* **Work required**: Would it be possible to quote, exactly and in full, the lines from the one with "Exercise. Pin every instance of the braided" through the end of the entries below?

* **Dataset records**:
— start —

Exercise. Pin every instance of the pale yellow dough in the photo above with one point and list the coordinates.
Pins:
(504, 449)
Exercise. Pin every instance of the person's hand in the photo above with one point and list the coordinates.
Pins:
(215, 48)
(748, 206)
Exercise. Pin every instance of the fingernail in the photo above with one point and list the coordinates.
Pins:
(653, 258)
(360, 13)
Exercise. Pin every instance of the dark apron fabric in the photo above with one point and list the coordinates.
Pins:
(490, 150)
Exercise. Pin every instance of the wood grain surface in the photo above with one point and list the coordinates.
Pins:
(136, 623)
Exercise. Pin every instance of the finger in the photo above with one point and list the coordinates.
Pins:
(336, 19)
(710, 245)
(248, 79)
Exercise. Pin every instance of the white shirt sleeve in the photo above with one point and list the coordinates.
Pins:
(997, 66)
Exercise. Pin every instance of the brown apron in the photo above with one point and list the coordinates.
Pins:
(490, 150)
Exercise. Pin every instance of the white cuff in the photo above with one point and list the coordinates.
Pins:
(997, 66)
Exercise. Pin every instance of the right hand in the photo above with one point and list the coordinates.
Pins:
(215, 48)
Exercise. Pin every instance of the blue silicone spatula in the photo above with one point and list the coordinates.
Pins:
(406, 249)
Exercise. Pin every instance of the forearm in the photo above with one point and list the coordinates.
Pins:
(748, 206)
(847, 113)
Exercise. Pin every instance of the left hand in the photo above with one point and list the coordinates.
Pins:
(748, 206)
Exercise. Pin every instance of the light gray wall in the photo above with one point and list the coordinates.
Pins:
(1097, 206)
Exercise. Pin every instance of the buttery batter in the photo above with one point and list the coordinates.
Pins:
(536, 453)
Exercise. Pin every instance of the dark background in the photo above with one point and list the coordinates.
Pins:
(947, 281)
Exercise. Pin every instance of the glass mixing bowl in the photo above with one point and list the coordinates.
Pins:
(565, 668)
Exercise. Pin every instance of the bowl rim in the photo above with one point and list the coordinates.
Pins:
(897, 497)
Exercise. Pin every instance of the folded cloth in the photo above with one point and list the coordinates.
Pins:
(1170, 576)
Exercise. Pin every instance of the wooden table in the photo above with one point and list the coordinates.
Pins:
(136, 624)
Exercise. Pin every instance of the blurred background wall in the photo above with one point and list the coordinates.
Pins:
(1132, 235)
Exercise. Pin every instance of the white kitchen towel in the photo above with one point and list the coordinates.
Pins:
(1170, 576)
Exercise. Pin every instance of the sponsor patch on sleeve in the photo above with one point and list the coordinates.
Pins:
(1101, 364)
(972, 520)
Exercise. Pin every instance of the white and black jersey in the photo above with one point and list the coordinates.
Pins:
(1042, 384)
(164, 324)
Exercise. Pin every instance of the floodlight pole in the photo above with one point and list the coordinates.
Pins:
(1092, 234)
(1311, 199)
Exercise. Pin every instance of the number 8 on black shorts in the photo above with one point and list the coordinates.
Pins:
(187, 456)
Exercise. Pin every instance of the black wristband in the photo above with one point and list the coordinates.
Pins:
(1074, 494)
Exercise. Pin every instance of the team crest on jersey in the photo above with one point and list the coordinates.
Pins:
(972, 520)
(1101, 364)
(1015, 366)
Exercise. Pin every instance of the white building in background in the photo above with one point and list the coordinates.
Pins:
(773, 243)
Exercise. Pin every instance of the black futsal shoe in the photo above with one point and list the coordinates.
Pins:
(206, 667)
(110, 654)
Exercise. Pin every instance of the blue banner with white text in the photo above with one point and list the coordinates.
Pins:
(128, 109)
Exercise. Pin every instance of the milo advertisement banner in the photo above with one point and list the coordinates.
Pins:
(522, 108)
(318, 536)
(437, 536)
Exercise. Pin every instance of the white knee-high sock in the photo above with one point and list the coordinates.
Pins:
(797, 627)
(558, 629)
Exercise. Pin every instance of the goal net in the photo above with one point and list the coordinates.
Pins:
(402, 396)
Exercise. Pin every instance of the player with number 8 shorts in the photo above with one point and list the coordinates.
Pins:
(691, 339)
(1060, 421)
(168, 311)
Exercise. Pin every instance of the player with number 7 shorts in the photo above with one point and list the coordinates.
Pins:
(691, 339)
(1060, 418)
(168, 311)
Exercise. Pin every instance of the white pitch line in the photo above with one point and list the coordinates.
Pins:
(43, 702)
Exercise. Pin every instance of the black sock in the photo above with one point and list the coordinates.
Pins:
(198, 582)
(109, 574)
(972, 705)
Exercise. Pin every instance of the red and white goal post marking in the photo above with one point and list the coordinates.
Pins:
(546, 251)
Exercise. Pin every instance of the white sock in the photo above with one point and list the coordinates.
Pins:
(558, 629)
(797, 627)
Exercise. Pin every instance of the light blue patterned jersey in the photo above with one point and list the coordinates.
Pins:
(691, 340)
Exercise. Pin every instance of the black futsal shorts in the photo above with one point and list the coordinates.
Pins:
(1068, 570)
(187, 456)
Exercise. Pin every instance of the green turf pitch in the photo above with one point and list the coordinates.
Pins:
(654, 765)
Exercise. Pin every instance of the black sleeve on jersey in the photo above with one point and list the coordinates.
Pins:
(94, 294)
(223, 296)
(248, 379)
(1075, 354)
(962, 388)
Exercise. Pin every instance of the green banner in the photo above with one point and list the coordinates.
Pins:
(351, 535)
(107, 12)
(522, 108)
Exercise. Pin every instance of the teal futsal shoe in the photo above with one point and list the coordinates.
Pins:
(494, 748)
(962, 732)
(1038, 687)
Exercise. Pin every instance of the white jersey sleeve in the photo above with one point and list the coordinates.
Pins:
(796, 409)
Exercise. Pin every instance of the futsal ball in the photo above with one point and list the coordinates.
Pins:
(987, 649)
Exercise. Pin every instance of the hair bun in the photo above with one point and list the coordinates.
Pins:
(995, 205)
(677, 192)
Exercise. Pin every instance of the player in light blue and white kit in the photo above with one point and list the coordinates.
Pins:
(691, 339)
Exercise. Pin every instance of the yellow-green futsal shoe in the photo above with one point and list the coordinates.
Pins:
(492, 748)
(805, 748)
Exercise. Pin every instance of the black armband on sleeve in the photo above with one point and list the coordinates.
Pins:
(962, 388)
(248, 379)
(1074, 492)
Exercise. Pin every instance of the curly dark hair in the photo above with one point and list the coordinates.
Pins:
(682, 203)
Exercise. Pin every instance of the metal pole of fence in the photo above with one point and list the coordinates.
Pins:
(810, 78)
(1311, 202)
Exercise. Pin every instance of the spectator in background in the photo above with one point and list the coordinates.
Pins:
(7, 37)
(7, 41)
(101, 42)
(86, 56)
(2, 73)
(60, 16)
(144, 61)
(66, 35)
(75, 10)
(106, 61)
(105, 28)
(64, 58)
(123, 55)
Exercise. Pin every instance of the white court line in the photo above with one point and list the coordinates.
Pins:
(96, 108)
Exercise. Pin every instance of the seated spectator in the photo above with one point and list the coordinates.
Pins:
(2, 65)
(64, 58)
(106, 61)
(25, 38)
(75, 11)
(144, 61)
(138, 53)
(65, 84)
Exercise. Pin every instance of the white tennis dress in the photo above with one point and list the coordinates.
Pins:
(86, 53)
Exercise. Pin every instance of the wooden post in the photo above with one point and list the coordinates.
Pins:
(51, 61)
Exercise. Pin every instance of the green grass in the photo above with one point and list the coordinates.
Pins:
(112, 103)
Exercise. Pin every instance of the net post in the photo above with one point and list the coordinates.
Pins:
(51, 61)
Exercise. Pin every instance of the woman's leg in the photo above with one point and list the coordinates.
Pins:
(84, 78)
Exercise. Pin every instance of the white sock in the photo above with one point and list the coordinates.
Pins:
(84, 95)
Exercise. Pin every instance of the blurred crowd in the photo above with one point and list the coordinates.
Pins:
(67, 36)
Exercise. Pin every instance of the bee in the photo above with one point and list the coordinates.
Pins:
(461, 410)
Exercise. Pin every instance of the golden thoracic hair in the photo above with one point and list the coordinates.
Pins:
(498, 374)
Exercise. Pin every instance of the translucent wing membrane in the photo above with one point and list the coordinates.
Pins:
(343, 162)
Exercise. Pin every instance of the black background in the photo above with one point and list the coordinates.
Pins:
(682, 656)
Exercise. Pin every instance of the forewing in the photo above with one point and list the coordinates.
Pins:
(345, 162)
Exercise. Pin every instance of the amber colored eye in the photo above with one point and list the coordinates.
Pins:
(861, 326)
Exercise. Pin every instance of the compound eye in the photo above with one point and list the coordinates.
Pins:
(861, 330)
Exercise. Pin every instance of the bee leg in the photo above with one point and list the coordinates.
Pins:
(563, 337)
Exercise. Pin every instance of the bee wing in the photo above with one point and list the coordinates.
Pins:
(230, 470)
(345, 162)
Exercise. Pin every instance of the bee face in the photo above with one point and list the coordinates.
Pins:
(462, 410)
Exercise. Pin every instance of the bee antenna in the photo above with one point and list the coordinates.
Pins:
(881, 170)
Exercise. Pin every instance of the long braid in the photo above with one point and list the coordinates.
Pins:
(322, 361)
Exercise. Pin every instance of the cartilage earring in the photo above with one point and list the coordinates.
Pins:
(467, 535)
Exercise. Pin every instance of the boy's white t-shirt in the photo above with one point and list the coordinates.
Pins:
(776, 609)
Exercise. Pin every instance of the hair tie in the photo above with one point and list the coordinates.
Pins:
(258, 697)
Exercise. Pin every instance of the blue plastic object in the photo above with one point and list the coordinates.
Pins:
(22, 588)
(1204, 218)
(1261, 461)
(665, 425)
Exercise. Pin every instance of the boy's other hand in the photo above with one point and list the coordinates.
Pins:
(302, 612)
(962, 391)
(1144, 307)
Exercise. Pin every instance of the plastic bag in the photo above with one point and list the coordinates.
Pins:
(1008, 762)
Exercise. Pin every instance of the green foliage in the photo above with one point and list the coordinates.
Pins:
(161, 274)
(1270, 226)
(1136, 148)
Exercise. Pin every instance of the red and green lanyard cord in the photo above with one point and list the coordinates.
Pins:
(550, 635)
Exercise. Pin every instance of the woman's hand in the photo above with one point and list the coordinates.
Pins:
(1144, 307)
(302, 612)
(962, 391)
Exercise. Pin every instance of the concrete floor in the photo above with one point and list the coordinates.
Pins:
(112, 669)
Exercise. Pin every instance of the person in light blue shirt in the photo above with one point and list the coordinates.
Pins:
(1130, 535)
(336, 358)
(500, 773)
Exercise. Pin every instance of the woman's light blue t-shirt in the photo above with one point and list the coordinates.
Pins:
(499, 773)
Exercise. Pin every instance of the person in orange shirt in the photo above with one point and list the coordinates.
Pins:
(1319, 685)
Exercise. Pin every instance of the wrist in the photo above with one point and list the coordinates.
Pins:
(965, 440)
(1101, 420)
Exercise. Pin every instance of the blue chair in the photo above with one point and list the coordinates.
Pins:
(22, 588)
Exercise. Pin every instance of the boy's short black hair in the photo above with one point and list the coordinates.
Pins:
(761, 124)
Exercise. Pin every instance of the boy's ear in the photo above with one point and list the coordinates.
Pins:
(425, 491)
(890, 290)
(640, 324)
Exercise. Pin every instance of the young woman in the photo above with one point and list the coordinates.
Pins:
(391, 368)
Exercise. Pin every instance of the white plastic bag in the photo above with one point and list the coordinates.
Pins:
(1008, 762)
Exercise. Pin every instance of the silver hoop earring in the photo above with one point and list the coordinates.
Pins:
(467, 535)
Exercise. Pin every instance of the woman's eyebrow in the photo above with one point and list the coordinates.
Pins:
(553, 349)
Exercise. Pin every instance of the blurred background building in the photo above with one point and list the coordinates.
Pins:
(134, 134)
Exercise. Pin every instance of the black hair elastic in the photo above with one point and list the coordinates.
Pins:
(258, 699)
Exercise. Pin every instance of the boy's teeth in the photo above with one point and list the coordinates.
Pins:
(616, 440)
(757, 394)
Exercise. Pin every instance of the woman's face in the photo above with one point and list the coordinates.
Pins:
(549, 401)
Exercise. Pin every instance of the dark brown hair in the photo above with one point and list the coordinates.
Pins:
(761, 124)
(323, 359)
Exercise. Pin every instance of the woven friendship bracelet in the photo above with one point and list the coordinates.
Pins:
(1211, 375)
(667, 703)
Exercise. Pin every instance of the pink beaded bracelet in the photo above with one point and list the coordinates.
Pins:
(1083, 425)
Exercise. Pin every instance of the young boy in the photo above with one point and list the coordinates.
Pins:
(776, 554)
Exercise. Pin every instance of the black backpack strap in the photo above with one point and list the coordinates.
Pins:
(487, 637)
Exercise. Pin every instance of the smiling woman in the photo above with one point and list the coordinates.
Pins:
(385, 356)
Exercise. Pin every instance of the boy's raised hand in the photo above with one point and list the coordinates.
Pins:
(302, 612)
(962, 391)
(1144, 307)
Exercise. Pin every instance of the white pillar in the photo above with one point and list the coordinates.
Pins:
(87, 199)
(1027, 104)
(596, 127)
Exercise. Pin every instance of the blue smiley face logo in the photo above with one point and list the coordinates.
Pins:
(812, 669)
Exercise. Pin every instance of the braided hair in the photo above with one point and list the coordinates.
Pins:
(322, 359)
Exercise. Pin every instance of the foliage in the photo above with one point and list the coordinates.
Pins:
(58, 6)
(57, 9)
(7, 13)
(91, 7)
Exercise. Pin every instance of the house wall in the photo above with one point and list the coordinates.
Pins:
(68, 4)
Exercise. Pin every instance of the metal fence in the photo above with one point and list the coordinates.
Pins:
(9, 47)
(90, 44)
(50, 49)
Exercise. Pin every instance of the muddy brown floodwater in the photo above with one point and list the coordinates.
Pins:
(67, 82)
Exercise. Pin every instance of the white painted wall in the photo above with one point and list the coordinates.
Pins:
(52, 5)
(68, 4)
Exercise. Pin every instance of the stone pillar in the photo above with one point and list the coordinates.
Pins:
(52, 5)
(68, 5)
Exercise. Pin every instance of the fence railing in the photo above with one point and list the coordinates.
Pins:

— end —

* **Completed exercise**:
Exercise. Pin every instance of the braided hair in the photo above with one point and list the coordinates.
Pins:
(322, 359)
Exercise. Pin every instance of the foliage in the photo above with one point and list the coordinates.
Pins:
(58, 6)
(57, 9)
(7, 13)
(91, 7)
Exercise. Pin every instance of the house wall in the photo above with one point and list the coordinates.
Pins:
(68, 4)
Exercise. Pin every instance of the metal fence in the photo above with one point and list the coordinates.
Pins:
(9, 47)
(90, 44)
(50, 49)
Exercise. Pin every instance of the muddy brown floodwater in the photo above with one point and list the coordinates.
Pins:
(67, 82)
Exercise. Pin every instance of the white painted wall in the photo above with one point and list the coordinates.
Pins:
(52, 5)
(68, 4)
Exercise. Pin every instance of the stone pillar in the photo above with one point and list the coordinates.
Pins:
(52, 5)
(68, 5)
Exercise. Pin every instance of the fence railing in the photo above with one point and list the coordinates.
Pins:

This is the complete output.